**Stated exercise**
Reproduce, without alteration, the entries from the beginning of the list through the line containing "pixel 435 121", including both the first line and that final line.

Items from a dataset
□ □ □ □ □ □ □

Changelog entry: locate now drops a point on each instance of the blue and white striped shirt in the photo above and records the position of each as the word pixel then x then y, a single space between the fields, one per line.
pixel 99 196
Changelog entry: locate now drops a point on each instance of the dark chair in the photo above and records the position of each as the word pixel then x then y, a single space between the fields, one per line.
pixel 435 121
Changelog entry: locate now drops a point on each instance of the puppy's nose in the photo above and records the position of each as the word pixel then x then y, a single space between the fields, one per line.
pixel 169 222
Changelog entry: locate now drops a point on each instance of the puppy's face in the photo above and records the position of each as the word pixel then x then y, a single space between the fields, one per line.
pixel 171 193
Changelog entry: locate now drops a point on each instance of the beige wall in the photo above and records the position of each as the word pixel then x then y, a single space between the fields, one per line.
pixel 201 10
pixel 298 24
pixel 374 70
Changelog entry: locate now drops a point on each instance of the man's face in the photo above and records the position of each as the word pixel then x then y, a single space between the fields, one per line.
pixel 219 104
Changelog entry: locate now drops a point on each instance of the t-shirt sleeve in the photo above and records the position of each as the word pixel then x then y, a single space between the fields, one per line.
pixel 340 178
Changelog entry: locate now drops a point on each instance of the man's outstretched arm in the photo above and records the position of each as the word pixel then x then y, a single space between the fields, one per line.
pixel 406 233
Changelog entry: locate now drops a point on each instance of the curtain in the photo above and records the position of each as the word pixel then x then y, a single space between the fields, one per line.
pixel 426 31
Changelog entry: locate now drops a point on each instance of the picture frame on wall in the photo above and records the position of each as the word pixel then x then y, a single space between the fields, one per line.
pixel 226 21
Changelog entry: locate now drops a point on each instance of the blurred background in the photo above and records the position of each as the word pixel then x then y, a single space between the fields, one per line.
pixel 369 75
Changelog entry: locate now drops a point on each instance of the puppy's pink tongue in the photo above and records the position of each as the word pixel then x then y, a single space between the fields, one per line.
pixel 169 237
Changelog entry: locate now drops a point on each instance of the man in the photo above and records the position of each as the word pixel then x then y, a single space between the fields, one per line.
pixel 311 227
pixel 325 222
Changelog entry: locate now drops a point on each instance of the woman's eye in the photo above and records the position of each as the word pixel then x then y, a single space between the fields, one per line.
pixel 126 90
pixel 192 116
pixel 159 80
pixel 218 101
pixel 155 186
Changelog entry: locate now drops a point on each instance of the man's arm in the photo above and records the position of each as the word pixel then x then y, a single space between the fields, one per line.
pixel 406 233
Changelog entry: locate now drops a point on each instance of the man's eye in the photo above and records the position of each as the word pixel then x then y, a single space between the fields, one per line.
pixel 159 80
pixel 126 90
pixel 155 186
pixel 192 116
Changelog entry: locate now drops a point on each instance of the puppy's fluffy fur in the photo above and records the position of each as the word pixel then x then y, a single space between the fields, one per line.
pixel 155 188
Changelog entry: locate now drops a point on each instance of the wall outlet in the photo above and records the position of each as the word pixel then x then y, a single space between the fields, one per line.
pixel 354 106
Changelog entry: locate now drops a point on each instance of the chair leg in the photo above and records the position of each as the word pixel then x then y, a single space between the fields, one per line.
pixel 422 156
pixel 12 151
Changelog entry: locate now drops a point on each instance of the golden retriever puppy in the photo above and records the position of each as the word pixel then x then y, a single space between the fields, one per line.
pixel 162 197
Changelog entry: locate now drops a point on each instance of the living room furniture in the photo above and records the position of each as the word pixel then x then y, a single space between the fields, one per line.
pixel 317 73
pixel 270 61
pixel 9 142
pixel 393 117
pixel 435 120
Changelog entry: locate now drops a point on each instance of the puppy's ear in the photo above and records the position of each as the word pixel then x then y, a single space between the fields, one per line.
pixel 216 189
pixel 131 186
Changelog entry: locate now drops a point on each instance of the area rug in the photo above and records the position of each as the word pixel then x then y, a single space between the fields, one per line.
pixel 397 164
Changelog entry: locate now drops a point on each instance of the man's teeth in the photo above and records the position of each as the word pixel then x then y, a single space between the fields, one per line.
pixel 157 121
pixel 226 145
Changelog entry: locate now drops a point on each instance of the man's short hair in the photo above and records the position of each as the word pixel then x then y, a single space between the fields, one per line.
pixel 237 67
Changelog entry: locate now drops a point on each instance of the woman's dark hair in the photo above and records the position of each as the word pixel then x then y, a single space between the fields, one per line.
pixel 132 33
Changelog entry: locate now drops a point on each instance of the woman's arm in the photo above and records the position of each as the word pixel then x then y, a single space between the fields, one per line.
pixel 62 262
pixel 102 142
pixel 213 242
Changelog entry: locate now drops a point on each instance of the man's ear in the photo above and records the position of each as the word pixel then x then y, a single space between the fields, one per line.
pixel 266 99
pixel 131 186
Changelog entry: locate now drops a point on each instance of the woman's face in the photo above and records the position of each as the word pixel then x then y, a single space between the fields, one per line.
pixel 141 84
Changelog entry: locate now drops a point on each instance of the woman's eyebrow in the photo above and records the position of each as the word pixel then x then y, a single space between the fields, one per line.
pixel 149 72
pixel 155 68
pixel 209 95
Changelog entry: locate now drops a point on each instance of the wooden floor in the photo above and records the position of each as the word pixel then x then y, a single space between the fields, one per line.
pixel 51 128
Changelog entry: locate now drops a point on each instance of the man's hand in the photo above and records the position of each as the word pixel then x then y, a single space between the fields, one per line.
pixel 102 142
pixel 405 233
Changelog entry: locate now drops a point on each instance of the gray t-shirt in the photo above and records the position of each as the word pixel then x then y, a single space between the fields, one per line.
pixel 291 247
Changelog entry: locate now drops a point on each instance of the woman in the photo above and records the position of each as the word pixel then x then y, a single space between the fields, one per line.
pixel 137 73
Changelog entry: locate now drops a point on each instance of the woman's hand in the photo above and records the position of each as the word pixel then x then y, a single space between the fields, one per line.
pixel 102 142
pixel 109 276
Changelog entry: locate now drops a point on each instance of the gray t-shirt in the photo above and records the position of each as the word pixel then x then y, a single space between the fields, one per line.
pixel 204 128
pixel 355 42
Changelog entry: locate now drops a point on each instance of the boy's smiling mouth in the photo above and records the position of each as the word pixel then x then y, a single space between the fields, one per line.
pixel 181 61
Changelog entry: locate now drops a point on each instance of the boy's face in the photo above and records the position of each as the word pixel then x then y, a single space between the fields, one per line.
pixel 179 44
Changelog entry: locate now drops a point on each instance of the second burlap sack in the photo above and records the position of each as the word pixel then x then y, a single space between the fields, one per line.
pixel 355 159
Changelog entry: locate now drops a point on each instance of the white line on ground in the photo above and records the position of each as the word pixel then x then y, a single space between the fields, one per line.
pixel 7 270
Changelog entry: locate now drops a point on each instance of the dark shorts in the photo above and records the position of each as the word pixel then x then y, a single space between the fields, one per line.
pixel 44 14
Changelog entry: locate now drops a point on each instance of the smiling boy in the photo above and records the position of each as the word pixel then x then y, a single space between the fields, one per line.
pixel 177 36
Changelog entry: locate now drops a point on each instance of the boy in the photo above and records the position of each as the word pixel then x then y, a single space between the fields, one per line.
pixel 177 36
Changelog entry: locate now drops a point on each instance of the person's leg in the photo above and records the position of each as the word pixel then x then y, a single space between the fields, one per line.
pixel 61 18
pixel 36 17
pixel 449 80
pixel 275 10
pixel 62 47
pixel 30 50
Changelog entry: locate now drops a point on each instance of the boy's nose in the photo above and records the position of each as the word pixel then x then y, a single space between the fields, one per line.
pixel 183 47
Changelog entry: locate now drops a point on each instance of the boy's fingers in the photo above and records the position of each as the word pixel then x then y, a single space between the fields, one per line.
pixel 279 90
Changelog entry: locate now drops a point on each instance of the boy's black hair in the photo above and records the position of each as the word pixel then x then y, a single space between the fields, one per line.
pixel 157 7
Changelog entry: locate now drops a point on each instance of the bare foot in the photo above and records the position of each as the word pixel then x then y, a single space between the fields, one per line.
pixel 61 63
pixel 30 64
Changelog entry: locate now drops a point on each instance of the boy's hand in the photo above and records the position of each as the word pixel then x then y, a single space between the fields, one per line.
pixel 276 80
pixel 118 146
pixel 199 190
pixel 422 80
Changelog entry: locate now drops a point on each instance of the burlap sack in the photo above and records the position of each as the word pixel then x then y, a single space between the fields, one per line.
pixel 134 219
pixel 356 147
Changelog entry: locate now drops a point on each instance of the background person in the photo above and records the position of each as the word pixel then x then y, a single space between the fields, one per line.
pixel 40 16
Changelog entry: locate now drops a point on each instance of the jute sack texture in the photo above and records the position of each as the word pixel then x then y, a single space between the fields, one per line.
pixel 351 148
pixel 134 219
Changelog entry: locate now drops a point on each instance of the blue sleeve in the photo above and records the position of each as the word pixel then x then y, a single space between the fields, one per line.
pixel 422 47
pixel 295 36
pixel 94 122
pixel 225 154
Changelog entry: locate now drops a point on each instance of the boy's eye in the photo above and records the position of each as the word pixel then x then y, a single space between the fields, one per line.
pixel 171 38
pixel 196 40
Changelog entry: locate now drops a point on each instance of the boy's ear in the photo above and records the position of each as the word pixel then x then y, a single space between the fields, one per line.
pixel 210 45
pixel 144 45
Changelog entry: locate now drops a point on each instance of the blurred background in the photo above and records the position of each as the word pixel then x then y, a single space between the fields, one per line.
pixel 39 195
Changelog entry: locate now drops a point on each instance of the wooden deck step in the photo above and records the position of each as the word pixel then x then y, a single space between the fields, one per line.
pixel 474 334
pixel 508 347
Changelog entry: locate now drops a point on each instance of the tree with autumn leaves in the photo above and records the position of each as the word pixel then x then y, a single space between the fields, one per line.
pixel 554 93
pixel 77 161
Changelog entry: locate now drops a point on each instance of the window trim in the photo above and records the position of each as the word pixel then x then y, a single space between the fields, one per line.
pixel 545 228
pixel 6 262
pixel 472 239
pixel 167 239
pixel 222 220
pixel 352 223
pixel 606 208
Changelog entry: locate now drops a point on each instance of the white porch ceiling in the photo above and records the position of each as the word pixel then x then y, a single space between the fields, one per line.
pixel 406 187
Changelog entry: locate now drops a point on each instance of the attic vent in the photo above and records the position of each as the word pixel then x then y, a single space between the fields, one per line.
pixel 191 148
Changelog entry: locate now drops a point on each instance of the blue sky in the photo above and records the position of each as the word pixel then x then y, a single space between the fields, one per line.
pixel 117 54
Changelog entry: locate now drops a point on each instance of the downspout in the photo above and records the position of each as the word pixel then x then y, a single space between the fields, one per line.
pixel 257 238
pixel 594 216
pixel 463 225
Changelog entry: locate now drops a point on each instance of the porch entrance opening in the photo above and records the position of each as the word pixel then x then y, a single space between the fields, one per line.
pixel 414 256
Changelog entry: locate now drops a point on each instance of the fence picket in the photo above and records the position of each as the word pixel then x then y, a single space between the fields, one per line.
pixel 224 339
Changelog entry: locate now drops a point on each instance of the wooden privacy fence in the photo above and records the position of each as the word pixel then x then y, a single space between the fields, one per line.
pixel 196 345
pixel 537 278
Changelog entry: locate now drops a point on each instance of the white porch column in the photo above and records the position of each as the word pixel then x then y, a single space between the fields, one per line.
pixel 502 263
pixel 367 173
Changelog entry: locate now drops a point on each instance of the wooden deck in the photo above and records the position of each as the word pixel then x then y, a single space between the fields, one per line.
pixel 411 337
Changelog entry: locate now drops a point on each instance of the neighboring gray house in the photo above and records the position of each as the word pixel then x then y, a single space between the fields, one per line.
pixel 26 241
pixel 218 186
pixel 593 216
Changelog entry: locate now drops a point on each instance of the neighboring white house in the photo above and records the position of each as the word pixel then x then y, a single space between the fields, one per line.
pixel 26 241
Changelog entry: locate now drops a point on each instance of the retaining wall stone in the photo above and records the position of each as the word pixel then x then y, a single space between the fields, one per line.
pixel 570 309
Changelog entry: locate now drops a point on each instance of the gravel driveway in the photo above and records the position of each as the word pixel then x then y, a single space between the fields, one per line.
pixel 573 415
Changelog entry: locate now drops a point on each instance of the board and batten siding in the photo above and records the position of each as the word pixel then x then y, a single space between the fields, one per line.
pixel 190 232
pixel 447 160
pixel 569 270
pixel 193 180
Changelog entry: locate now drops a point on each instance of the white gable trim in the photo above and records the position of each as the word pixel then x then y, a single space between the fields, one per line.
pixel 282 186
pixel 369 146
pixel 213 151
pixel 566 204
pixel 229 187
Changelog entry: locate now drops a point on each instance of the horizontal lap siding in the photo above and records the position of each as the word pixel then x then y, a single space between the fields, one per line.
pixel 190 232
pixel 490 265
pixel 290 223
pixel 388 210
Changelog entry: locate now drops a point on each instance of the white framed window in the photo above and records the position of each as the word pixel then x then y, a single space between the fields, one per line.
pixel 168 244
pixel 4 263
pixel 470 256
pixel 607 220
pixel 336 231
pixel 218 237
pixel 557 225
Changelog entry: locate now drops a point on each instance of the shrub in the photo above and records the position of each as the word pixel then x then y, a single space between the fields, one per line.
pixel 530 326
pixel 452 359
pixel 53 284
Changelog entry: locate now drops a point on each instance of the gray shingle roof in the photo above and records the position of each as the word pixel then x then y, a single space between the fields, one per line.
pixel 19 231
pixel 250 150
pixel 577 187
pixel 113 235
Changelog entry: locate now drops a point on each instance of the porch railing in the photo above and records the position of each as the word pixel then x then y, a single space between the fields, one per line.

□ □ □ □ □ □ □

**Worked answer**
Changelog entry: locate now drops a point on each instance of the blue and white striped shirt in the photo above and records the position of each as the word pixel then x then y, a single space between the fields, one per line.
pixel 99 196
Changelog entry: locate now drops a point on each instance of the dark chair in the photo above and records the position of each as the word pixel then x then y, a single space between the fields, one per line.
pixel 435 121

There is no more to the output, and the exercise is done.